■ Your objective ■
Answer these questions from the passage on judgment and sermons in times of crisis:
(a) What do the roots or origins of the call of judgment serve to do?
(b) What promise do sermons in a time of crisis deposit in the thinking of hearers?
(c) Which chapters of Acts are cited for the disciples finding firm ground despite persecution?

■ Source extract ■
================

Therefore, it is important to remember when experiencing judgment in times of stress that assessing blame for the crisis stretches us beyond our ability to read the mind of God. The roots or origins of the call of judgment, whatever they may be, serve to call us to turn back to Him and direct our lives toward His Word. They do not invite our assessing blame. God’s goal in all this is that His call to repentance impacts our lives by turning us to find peace and joy in Christ. It is His death and resurrection alone that place us, ultimately, beyond the reach of the evil in our own hearts or in the hearts of others around us in the life-securing hand of our God. We can only thank Him for His dramatic clarification of His displeasure with the spectrum of abuses of the gifts of His creatures, human and non-human, which we along with those around us commit in so many different ways day-in and day-out.

The roots or origins of the call of judgment, whatever they may be, serve to call us to turn back to Him and direct our lives toward His Word.

Sermons in this time of crisis have found their tone in clear confrontations with the fears and dreads that the inability to resist disease and to immediately solve the threat posed by new diseases has aroused. Such exposure to one aspect of the results of our trying to live doubting and ignoring God’s Word while fashioning our own rules for life awakens us to our need for someone stronger than we are to stand by us. Sermons in a time of crisis proclaim and enact Christ’s presence in the lives of hearers and deposit in their thinking the promise that He will be with us always, even to the end of the age.

To be sure, His is the presence of the Crucified One, whose way into and through the human experience knew suffering well. Jesus’ presence spelled trouble for His disciples precisely in those days when He was no longer physically graspable in their midst in the weeks after His Ascension. His disciples quickly perceived how His presence in His Word brings hope of a future freed from all evil, but it does not create a present freed from combat with evils of all kinds. Yet, they remained defiantly confident in their trust that He would be with them to the ends of the age, even if they had seen Him on the mount of Ascension leaving them behind (Acts 1:9-11). They found firm ground on which to stand despite persecution in those post-Ascension days (Acts 4-8).

================

■ Recorded data ■
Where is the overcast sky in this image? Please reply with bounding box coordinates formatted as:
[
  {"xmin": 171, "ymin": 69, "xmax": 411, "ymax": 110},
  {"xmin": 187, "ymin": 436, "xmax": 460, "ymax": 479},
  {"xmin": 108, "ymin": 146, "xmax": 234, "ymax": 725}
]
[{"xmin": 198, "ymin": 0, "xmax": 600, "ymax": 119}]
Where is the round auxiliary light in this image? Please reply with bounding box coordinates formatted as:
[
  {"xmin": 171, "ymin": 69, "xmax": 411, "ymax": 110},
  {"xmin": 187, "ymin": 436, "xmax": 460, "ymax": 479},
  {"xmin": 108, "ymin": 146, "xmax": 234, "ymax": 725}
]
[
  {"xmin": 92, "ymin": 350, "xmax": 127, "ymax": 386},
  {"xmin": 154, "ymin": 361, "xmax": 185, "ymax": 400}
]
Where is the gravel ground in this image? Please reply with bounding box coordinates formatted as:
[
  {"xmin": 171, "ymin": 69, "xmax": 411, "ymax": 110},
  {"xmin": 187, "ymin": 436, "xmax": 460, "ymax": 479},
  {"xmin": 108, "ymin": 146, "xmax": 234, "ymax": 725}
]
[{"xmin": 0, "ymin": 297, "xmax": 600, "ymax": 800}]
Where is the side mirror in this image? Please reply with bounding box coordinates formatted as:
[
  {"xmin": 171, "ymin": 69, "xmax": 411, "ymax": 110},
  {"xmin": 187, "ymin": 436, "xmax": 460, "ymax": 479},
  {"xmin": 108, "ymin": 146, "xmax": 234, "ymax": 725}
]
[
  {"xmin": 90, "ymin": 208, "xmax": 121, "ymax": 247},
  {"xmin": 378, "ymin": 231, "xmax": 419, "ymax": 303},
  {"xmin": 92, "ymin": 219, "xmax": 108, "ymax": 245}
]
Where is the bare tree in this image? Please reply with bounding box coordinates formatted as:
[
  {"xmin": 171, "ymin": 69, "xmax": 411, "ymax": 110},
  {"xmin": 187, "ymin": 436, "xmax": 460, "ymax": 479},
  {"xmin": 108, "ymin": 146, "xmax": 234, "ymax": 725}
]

================

■ Exercise result ■
(a) They serve to call us to turn back to Him and direct our lives toward His Word.
(b) The promise that He will be with us always, even to the end of the age.
(c) Acts 4-8.